(Beginning of Selected passage)

The longtime blindness to racism toward Asian Americans has put the community in a unique and difficult position as nonwhites, Kim said. “We’re basically gaslit by our own country,” she said. The failure from the culture at large to recognize Asian Americans as people of color who experience racism, and not as “honorary whites,” has made it more difficult for many to speak out in the past, she added.

Microaggressions against Asian Americans are more accepted because they’re not seen as people who are relatable or “close to home,” sociologist Van C. Tran said.

“A major part of identity struggle is actually validating that what we're experiencing, as what we feel like is casual racism is actually racism to begin with,” Kim said. “Once we experience that racism, because there's no space or language through which to really receive it and grasp it, we then question whether or not resisting it or raising our voices about it, or speaking about at work or in school, is even something that we should do. Is it worthwhile?”

What’s more, Tran said that because of significant language barriers, many Asian Americans have experienced difficulty even finding the words to voice injustices against them.

“Asian Americans, more so than Hispanics and African Americans, are predominantly foreign-born and therefore less likely to be fluent and proficient in the language, which makes it much more difficult to understand that they have been treated unfairly, but more importantly, to push back in an effective way,” Tran said. “That really perpetuated the situation because when something is deemed as acceptable, it is often because no one ... said, ‘This is not OK.’”

(End of Selected passage)
(Beginning of Information shown)

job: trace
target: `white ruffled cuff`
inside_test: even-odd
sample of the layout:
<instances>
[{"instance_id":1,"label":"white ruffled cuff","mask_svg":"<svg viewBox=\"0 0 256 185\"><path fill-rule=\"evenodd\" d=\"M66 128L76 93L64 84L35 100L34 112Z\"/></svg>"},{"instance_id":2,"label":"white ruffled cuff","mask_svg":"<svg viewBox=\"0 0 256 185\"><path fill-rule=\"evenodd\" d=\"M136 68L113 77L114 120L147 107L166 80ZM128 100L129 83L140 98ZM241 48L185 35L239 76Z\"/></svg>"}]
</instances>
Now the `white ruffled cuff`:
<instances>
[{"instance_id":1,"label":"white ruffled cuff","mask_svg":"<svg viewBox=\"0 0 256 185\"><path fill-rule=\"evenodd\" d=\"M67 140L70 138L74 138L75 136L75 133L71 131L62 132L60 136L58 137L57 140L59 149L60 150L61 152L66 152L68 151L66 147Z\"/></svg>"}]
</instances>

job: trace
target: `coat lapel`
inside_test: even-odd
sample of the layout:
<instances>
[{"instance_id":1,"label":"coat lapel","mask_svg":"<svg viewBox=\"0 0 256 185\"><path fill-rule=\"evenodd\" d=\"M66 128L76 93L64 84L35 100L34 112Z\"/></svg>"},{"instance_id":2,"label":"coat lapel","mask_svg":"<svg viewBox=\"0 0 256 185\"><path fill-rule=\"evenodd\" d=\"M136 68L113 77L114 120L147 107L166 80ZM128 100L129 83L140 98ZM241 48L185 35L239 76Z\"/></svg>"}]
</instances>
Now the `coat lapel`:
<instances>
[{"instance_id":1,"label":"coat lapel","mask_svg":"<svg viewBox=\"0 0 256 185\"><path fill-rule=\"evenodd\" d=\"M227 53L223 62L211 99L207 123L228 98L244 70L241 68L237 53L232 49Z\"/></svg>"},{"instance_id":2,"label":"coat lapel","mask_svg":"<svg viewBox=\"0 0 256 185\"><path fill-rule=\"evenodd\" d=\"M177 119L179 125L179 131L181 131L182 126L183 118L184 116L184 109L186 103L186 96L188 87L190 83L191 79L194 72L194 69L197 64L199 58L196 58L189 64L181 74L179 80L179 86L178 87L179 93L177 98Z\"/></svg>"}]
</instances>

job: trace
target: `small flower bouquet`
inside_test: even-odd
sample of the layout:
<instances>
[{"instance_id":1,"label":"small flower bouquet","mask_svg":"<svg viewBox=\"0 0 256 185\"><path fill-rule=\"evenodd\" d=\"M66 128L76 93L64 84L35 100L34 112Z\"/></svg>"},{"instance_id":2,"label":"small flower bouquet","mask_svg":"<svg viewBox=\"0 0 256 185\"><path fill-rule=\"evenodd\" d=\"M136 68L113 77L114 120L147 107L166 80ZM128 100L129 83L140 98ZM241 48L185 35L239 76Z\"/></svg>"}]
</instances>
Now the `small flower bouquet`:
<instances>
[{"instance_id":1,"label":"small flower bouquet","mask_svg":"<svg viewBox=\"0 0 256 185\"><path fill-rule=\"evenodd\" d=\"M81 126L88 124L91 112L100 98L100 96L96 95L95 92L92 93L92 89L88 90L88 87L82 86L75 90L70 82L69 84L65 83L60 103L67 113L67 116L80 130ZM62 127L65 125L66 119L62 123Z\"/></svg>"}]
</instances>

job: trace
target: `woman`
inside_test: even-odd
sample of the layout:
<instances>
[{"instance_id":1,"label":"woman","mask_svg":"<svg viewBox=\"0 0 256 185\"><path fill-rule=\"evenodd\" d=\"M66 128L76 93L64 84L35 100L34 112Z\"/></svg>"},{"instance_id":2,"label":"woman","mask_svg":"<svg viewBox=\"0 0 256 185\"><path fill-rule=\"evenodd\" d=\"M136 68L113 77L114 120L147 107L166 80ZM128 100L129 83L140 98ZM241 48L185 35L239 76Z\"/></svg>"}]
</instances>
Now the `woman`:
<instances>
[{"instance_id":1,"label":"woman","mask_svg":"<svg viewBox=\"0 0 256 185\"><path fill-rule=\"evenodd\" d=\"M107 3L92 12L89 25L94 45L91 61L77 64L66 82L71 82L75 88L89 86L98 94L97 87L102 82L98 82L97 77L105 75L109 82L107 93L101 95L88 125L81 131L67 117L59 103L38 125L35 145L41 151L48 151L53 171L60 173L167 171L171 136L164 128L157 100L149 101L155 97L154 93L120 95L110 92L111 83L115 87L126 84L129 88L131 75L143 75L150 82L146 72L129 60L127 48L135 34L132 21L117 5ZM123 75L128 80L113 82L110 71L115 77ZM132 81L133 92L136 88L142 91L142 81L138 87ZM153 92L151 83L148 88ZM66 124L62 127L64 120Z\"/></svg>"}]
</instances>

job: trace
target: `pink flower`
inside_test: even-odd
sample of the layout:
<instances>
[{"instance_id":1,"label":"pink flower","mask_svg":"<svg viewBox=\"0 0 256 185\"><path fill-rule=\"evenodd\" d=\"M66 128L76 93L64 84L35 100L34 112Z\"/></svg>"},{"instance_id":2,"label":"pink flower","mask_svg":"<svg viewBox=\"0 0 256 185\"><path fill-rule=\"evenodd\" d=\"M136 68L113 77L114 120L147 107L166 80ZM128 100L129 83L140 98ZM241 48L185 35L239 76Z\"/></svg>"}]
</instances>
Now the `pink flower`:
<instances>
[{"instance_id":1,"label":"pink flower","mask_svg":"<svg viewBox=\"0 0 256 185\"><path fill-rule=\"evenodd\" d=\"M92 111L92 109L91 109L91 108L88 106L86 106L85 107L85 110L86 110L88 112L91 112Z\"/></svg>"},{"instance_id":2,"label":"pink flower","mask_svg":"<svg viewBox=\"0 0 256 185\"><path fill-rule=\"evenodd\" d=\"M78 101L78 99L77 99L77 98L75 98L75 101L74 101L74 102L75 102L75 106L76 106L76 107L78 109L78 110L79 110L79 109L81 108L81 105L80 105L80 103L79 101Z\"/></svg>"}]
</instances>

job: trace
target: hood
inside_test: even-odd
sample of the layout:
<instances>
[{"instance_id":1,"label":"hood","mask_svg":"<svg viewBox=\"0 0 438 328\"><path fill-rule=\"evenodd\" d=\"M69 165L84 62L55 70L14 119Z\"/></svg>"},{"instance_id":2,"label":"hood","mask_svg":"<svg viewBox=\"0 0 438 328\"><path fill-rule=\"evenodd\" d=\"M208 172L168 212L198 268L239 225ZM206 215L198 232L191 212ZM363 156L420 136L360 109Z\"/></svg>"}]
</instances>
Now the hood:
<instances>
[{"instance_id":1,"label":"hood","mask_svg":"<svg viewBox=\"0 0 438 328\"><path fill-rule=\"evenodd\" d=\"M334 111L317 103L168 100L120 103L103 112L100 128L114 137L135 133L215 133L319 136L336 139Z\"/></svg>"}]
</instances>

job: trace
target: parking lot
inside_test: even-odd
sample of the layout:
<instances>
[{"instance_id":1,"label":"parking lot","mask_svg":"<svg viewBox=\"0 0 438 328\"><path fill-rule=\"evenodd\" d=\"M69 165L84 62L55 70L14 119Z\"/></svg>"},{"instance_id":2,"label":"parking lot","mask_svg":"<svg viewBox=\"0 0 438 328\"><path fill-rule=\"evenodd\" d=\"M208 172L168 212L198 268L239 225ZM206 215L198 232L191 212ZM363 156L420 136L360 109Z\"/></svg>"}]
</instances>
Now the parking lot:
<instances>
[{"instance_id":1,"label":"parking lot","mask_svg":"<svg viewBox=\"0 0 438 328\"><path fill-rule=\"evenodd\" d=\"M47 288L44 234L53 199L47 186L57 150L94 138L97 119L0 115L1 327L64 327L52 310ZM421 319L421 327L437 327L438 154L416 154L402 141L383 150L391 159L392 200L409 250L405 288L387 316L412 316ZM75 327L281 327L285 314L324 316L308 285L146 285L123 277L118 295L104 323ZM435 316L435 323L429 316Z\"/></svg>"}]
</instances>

(End of Information shown)

> **Task list**
1 – Translate this sentence from the passage on racism toward Asian Americans into Spanish: "Microaggressions against Asian Americans are more accepted because they're not seen as people who are relatable or "close to home," sociologist Van C. Tran said."
2 – In the passage on racism toward Asian Americans, list the groups Tran compares in the paragraph beginning "Asian Americans, more so than Hispanics".
3 – Shorten the paragraph beginning "The longtime blindness to racism" in the passage on racism toward Asian Americans, keeping its main facts.
Rely only on the passage about racism toward Asian Americans to do the work.

> **Solutions to the problems**
1 – Las microagresiones contra los estadounidenses de origen asiático se aceptan más porque no se les ve como personas con las que uno pueda identificarse o «cercanas», dijo el sociólogo Van C. Tran.

2 –
- Asian Americans
- Hispanics
- African Americans

3 – Kim said the long blindness to racism toward Asian Americans has left them in a unique, difficult position as nonwhites, "gaslit by our own country." Because the wider culture has treated them as "honorary whites" rather than as people of color who face racism, many have found it harder to speak out in the past.